▶ MATERIAL PROVIDED
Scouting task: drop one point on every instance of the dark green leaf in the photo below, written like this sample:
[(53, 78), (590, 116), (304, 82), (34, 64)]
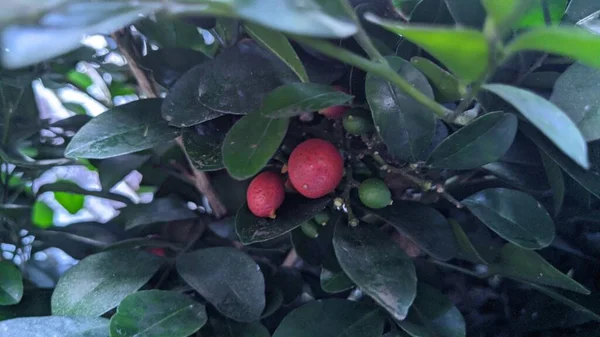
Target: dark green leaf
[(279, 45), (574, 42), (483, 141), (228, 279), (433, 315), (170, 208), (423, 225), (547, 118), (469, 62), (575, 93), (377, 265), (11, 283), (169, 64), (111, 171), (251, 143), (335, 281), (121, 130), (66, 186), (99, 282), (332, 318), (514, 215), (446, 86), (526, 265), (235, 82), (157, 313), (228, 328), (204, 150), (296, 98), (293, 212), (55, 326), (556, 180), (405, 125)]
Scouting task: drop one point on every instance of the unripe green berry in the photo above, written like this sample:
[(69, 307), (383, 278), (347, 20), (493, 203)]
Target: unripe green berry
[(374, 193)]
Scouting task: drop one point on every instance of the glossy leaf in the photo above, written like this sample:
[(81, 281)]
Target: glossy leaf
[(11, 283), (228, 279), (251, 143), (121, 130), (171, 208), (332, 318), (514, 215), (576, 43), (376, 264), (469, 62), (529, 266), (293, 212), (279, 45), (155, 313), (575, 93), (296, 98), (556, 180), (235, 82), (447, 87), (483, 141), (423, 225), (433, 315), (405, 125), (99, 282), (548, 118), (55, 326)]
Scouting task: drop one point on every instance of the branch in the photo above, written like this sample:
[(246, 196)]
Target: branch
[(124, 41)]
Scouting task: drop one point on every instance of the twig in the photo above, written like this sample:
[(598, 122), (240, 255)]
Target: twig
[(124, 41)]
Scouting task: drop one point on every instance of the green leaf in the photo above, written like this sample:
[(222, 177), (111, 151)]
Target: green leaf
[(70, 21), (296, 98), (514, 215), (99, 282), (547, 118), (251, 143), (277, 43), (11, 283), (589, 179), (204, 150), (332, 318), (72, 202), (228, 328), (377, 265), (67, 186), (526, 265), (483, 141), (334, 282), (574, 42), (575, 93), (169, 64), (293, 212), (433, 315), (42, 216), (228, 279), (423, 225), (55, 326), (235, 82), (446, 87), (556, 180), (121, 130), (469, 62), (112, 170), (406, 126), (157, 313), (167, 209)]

* * *

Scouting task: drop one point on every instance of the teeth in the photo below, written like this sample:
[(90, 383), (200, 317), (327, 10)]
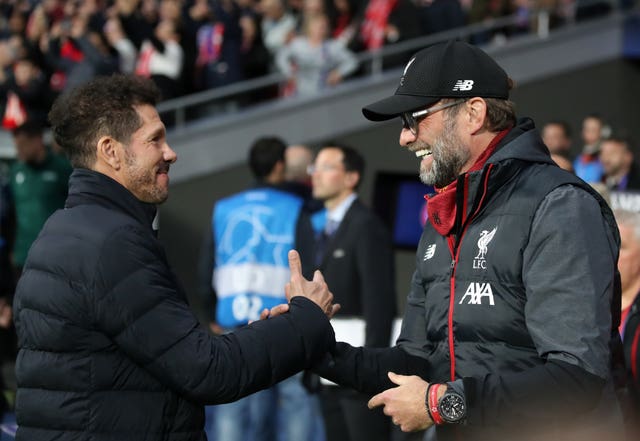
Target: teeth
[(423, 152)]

==

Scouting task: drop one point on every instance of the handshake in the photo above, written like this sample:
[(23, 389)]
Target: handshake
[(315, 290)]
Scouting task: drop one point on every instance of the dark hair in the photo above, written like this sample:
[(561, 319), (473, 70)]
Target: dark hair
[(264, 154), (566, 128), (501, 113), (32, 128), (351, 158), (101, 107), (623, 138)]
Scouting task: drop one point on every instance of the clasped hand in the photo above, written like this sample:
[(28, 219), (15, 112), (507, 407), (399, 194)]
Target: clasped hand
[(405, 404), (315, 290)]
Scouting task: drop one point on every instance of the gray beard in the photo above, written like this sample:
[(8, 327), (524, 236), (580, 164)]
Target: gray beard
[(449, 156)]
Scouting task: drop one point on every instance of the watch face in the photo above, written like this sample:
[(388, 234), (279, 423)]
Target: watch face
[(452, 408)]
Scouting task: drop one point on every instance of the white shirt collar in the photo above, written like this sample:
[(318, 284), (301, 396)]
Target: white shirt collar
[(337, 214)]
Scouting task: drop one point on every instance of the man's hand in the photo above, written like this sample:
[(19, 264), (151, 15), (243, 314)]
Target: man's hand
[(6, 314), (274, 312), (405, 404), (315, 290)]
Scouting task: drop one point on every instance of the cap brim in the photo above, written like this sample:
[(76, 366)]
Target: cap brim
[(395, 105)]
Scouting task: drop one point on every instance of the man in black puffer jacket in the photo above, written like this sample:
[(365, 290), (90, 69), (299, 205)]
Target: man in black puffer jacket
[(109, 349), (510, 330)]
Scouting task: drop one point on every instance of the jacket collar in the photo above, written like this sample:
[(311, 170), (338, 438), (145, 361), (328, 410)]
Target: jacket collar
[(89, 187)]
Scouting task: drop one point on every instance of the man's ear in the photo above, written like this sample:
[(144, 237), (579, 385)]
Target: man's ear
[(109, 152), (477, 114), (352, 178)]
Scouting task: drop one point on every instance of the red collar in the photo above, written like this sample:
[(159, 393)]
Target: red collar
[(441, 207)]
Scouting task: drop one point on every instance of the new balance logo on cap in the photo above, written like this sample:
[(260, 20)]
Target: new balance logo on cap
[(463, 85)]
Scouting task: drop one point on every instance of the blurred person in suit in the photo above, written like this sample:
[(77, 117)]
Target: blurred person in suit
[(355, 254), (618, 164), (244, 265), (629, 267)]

▶ REQUIRED TASK
Reproduce verbatim the data between the line containing "Scouting task: drop one point on every instance of the unripe" and the line containing "313), (167, 209)]", inclusive.

▶ REPLY
Scouting task: drop one point on every instance of the unripe green berry in the photo above, written like this sample:
[(69, 307), (383, 278), (347, 20), (493, 203)]
Target: unripe green berry
[(374, 193)]
Scouting task: drop one point on every instance of the glossy leaf in the photo above, written like this sample:
[(81, 281)]
Target: glossy leaf
[(11, 283), (228, 279), (251, 143), (121, 130), (171, 208), (332, 318), (514, 215), (576, 43), (376, 264), (469, 62), (529, 266), (293, 212), (279, 45), (155, 313), (575, 93), (296, 98), (556, 180), (235, 82), (447, 87), (483, 141), (423, 225), (433, 315), (405, 125), (99, 282), (548, 118), (55, 326)]
Scouting task: drop one point on every instance of the branch in the photo above, written like this sample:
[(246, 196)]
Target: branch
[(124, 41)]
Scouting task: drop one point on every instance of the twig in the photo above, written like this sample:
[(598, 122), (240, 255)]
Target: twig
[(124, 41)]
Scouting task: drop one point on every instance of the green leaf in the photo above, written like this sample:
[(222, 177), (111, 151)]
Target: green leaf
[(70, 21), (296, 98), (514, 215), (99, 282), (547, 118), (251, 143), (277, 43), (11, 283), (589, 179), (204, 150), (332, 318), (72, 202), (228, 328), (377, 265), (67, 186), (526, 265), (483, 141), (334, 282), (574, 42), (575, 93), (169, 64), (293, 212), (433, 315), (42, 216), (228, 279), (423, 225), (55, 326), (235, 82), (446, 87), (556, 180), (121, 130), (469, 62), (112, 170), (406, 126), (157, 313), (167, 209)]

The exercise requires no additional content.